◆ Tasks to carry out:
1. In the article about the Oshakati nurses, which law does Ben Nangombe say sets out when a public service staff member may be suspended?
2. Rewrite the article about the Oshakati nurses from "Kandjemuni Kamuiiri and" up to and including "Public Service Commission.", putting "other duties" in place of "new duties".
━━ Text section ━━
Health Ministry fails to suspend violent nurses

Kandjemuni Kamuiiri and Rose-Mary Haufiku

The Ministry of Health and Social Services (MoHSS) says its hands are tied when it comes to taking disciplinary action against the three unidentified nurses from the Oshakati Intermediate Hospital who were filmed physically and verbally assaulting a patient.

The ministry has not suspended the three but instead assigned them new duties at the hospital while the matter is being investigated. Health Executive Director, Ben Nangombe, said, the Public Service Act dictates the circumstances under which a staff member in the public service may be suspended. “Suspension should first be conducted or effected when you receive recommendations from the Public Service Commission.

That’s why we are saying, we are going to act in terms of the provision of the Public Service Act. Suspension can be effected when you believe that the person may interfere with the witness or interfere with documents. I think in this particular case we do not believe that there is a possibility of this person interfering with witnesses or the people who are involved.”

Based on the Public Service Act of 1995, Nangombe said that an investigation will commence to establish all the relevant facts for appropriate action to be taken.

“The Ministry has informed the Public Service Commission about the incident. It is thus the duty of the Public Service Act to make provisions for circumstances under which a staff member in the public service may be suspended.”
━━━
━━ Data supplied ━━
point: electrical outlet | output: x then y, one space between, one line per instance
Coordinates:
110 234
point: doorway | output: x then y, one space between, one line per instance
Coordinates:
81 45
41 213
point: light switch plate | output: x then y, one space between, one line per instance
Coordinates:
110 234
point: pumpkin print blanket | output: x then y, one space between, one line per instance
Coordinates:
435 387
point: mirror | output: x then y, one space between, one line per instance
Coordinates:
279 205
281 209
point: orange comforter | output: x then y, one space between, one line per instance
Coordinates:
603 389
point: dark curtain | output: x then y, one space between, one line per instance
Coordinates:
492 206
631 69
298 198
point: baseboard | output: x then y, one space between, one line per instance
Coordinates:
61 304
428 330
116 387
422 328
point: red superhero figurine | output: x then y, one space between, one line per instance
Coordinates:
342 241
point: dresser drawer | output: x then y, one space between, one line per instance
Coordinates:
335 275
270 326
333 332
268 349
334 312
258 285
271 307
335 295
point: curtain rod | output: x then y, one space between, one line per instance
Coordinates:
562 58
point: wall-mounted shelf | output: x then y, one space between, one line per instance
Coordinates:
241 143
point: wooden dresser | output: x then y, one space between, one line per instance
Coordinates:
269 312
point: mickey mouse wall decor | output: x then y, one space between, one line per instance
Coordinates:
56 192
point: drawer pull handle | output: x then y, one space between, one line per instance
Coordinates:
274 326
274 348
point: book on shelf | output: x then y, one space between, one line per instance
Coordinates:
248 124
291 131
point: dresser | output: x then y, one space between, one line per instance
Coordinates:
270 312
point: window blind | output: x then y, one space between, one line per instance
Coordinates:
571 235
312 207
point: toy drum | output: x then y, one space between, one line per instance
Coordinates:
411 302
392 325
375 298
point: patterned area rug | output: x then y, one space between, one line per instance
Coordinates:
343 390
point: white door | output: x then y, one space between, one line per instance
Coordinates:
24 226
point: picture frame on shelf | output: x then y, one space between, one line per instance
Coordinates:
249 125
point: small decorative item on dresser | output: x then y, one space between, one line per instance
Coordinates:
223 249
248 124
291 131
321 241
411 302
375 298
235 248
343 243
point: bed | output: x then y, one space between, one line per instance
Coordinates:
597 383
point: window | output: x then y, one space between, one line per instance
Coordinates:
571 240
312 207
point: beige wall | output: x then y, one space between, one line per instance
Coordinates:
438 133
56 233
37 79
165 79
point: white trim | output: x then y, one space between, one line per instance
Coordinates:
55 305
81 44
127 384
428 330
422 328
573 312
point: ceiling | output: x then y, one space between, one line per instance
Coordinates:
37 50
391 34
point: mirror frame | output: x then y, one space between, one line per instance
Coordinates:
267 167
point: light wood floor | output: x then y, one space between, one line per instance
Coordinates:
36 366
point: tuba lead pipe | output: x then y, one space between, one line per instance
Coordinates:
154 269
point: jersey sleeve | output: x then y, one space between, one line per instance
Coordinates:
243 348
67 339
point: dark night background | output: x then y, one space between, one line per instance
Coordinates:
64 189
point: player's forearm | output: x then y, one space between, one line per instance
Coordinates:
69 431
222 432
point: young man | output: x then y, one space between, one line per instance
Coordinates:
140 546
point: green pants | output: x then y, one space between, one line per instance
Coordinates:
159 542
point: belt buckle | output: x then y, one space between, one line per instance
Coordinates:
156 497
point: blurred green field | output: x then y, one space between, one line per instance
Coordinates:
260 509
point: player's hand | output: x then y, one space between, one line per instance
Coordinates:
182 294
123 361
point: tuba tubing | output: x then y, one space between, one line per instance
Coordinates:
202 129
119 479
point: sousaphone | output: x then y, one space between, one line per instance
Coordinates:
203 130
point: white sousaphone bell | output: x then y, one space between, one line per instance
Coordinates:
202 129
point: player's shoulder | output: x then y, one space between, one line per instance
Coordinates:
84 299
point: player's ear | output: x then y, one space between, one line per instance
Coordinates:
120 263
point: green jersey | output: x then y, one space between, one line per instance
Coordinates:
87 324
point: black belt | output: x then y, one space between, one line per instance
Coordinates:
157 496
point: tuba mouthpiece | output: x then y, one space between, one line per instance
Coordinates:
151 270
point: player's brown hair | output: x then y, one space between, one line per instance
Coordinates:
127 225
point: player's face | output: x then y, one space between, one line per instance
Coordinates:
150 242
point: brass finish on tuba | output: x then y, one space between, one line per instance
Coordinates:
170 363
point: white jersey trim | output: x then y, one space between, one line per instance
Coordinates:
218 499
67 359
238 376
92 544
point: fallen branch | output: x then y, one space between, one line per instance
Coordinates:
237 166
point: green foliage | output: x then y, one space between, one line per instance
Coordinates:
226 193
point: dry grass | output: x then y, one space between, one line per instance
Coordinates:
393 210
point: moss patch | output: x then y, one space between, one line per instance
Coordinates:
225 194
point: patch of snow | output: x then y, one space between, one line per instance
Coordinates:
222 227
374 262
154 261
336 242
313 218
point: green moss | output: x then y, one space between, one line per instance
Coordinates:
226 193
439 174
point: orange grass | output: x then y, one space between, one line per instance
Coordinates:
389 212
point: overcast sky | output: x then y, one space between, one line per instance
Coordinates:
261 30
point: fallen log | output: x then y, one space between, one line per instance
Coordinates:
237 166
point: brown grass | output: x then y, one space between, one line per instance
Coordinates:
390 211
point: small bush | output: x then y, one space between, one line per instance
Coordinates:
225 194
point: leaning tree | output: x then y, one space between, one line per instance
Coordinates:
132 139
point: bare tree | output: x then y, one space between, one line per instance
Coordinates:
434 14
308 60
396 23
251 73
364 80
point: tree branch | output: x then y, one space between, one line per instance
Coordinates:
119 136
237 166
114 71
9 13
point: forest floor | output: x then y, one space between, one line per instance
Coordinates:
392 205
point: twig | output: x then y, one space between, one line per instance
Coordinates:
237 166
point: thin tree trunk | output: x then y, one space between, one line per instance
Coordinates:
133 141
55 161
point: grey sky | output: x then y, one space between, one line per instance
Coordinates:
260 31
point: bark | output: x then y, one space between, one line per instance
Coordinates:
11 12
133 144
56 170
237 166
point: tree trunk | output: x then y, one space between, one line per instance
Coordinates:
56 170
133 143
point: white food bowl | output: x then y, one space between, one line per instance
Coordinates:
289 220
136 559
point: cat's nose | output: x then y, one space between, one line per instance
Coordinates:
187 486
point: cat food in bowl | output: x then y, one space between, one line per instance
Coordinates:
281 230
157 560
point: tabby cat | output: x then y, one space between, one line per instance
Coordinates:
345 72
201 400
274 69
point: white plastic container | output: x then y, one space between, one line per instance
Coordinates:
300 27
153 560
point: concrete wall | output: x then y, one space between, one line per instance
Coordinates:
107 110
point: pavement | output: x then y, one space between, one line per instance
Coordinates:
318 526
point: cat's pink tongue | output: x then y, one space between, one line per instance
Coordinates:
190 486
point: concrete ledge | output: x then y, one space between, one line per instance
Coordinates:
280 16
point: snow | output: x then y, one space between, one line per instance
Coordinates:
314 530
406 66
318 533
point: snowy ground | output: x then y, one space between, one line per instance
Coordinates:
━━━
◆ Answers:
1. The Public Service Act.

2.
Kandjemuni Kamuiiri and Rose-Mary Haufiku

The Ministry of Health and Social Services (MoHSS) says its hands are tied when it comes to taking disciplinary action against the three unidentified nurses from the Oshakati Intermediate Hospital who were filmed physically and verbally assaulting a patient.

The ministry has not suspended the three but instead assigned them other duties at the hospital while the matter is being investigated. Health Executive Director, Ben Nangombe, said, the Public Service Act dictates the circumstances under which a staff member in the public service may be suspended. “Suspension should first be conducted or effected when you receive recommendations from the Public Service Commission.